*WHAT YOU WILL DO:* Rescale the records below by reproducing every line, requests included, with each x and y coordinate in the answers multiplied by 2.6 and rounded to the nearest whole number, halves rounded up.

*SUPPLIED RECORDS:*
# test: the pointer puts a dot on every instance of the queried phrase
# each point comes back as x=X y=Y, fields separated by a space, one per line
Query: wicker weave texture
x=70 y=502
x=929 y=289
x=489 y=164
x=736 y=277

*ANSWER:*
# test: the pointer puts a dot on every instance of the queried phrase
# each point comes back as x=X y=Y, fields separated by a space, one per line
Query: wicker weave texture
x=182 y=1305
x=2415 y=751
x=1271 y=426
x=1914 y=720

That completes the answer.